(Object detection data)
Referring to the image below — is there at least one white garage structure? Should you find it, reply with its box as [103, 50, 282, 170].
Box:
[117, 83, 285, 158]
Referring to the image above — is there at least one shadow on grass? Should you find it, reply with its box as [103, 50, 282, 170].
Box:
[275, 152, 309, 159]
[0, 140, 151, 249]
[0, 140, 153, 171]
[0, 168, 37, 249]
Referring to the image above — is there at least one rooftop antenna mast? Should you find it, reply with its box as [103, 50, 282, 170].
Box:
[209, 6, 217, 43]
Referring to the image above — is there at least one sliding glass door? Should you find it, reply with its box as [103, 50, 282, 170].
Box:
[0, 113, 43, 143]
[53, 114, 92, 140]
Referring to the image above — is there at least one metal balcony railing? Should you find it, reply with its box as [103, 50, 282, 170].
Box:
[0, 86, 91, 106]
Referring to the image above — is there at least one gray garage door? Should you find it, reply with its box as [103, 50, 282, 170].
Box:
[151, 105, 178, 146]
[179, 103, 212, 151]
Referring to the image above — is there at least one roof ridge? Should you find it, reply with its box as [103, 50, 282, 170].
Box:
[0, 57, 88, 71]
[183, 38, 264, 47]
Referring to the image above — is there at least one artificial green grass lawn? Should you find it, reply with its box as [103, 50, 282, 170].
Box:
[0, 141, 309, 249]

* * *

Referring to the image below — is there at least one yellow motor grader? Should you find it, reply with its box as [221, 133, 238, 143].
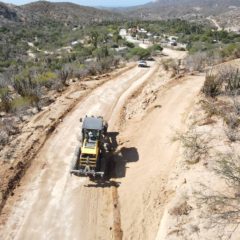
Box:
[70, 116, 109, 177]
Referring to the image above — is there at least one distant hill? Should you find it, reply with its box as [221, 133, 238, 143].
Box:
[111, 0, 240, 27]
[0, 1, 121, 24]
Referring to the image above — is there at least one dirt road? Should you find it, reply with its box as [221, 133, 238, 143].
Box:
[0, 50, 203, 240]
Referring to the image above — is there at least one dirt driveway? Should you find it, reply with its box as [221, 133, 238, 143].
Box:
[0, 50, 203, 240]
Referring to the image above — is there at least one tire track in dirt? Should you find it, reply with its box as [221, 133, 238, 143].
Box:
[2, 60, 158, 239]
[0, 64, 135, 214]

WHAT TO PRODUCE =>
Lay out everything from the line containing "least one white" down to the line containing "[0, 141, 309, 249]", both included, as a JSON list of strings with one string per line and no blank lines.

EXERCISE RESPONSE =>
[
  "Referring to the image below — is there at least one white garage structure? Should you find it, reply with its box as [103, 50, 282, 170].",
  "Box:",
  "[117, 83, 285, 158]",
  "Referring to the image above — is there at least one shadow on grass? Should you find it, reply with its box as [103, 50, 282, 170].",
  "Box:",
  "[275, 152, 309, 159]",
  "[0, 140, 151, 249]",
  "[0, 140, 153, 171]",
  "[0, 168, 37, 249]",
  "Referring to the image above — is there at least one rooftop antenna mast? Should you find it, reply with its box as [103, 50, 282, 170].",
  "Box:",
  "[209, 6, 217, 43]",
  "Referring to the image above — is there at least one sliding glass door? Should you find it, reply with its box as [103, 50, 282, 170].",
  "Box:",
  "[0, 113, 43, 143]",
  "[53, 114, 92, 140]",
  "Referring to the image above — is there at least one metal balcony railing? Should you find it, reply with its box as [103, 50, 282, 170].",
  "Box:",
  "[0, 86, 91, 106]",
  "Referring to the image above — is there at least one gray garage door? Should you find it, reply with its box as [103, 50, 282, 170].",
  "Box:",
  "[151, 105, 178, 146]",
  "[179, 103, 212, 151]",
  "Referring to the image above — is there at least one roof ridge? Should you find it, reply with its box as [103, 50, 282, 170].",
  "Box:",
  "[0, 57, 88, 71]",
  "[183, 38, 264, 47]",
  "Referring to the image above — is there at least one artificial green grass lawn? Should you find it, reply with its box as [103, 50, 282, 170].",
  "Box:",
  "[0, 141, 309, 249]"
]